Reproduce the entire blog post about Josie that follows, word for word and with nothing changed.

== Provided passage

Monday, September 28, 2009

Josie, my first little girl...almost one year later...

I started writing in advance of Josie's birthday. Things were coming to me, bit by bit, in the last few weeks of "the first year." I'll write again, I'm sure, before the 10th.

You might think that in the run-up to the big day, as it were, I would feel overwhelmed by grief again, but this isn't the case for me. I know that for others, it has been, and completely, utterly and totally respect that. But for me, the word "grief" so profoundly expresses what I felt in the first few weeks after Josie died - the utter desolation - the never ending spiral of despair...that it feels somehow incorrect to use it now, when things have settled to a new normal, for which I am grateful.

Nevertheless, I have been flooded with emotion. I think about Josie every day - I can say that there hasn't been a single day I haven't thought about Josie at various times. She's with me all the time. Every second of the day - and this isn't just imagination: when a woman has a baby, she actually carries that child's DNA around in her own bloodstream for the rest of her life... It's palpable, I can tell you. It's like a permanently activated link to your child: except with a child that isn't there anymore, the link is to the wherever our souls go after we in some ways we're permanently a little adrift forever after...

====
== Data section

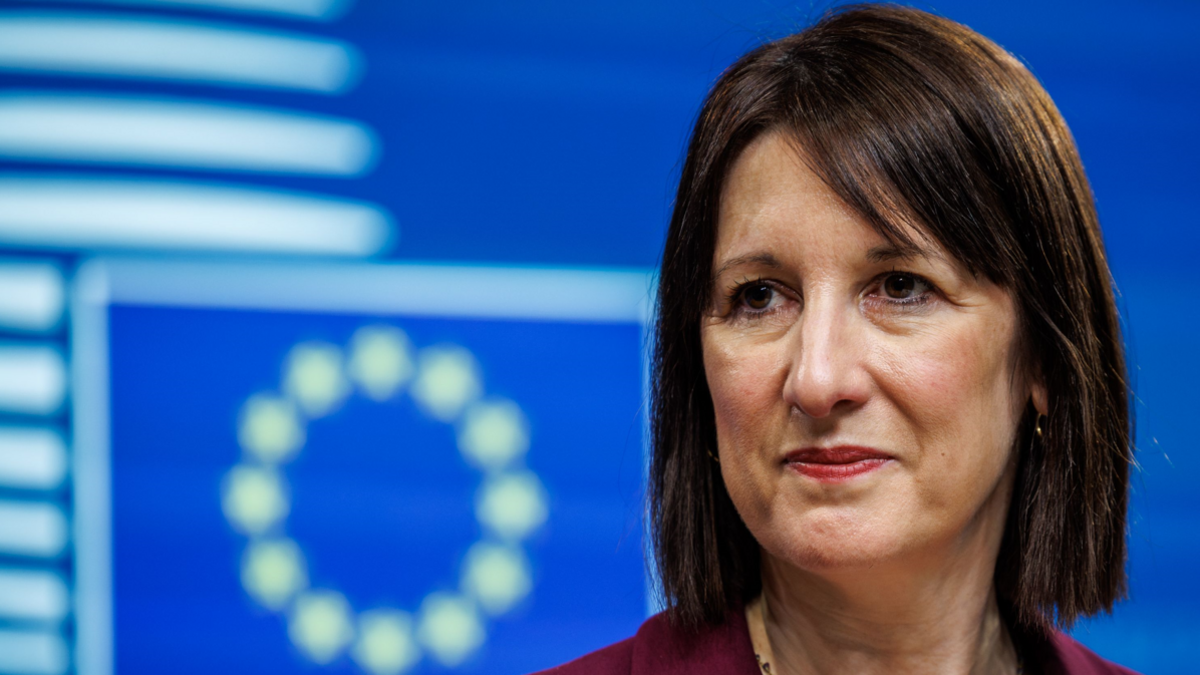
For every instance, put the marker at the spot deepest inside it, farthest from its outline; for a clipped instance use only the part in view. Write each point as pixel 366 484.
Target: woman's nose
pixel 827 374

====

* [Exercise solution]:
Monday, September 28, 2009

Josie, my first little girl...almost one year later...

I started writing in advance of Josie's birthday. Things were coming to me, bit by bit, in the last few weeks of "the first year." I'll write again, I'm sure, before the 10th.

You might think that in the run-up to the big day, as it were, I would feel overwhelmed by grief again, but this isn't the case for me. I know that for others, it has been, and completely, utterly and totally respect that. But for me, the word "grief" so profoundly expresses what I felt in the first few weeks after Josie died - the utter desolation - the never ending spiral of despair...that it feels somehow incorrect to use it now, when things have settled to a new normal, for which I am grateful.

Nevertheless, I have been flooded with emotion. I think about Josie every day - I can say that there hasn't been a single day I haven't thought about Josie at various times. She's with me all the time. Every second of the day - and this isn't just imagination: when a woman has a baby, she actually carries that child's DNA around in her own bloodstream for the rest of her life... It's palpable, I can tell you. It's like a permanently activated link to your child: except with a child that isn't there anymore, the link is to the wherever our souls go after we in some ways we're permanently a little adrift forever after...